» Task
Gather every line of the material below that contains the string "cloud". Matching is case-sensitive.

» Input for this task
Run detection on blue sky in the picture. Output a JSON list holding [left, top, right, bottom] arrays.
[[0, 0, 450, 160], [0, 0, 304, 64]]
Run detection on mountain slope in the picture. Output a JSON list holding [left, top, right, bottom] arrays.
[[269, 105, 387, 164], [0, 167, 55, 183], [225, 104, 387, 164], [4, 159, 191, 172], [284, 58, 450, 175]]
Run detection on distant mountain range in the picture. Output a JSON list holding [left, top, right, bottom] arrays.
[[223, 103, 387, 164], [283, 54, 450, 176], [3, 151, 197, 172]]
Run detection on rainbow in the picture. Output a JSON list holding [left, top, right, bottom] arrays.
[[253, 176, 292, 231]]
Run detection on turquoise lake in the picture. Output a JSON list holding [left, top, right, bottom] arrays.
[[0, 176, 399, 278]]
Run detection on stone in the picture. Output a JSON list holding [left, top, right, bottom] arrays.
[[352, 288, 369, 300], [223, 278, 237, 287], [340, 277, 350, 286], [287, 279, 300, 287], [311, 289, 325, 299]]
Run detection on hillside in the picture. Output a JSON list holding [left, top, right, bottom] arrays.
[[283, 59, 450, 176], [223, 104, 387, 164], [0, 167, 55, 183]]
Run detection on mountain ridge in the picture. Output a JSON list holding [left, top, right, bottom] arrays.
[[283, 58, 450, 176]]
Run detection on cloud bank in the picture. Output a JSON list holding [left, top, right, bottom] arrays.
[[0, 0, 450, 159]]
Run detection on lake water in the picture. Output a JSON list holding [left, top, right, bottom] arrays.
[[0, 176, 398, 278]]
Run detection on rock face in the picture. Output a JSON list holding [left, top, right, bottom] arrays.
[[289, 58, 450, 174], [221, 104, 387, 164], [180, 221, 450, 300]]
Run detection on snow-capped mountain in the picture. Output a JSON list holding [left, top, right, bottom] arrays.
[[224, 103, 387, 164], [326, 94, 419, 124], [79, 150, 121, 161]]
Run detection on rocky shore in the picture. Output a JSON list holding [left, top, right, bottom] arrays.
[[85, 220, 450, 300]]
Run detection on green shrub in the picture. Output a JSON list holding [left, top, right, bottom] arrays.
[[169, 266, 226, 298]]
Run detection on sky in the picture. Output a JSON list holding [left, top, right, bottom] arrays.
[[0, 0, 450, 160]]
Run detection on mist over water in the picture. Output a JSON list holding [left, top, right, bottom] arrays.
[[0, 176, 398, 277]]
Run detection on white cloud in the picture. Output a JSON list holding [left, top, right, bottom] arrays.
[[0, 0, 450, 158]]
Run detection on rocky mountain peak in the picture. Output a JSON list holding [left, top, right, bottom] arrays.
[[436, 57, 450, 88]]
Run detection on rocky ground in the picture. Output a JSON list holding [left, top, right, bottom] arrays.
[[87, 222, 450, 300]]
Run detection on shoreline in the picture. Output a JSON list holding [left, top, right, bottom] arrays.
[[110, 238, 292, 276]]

» Exercise solution
Run detection on cloud bank in the picture. Output a JSON list holding [left, top, right, bottom] arrays.
Run detection on white cloud in the picture. Output a JSON list holding [left, top, right, bottom] arrays.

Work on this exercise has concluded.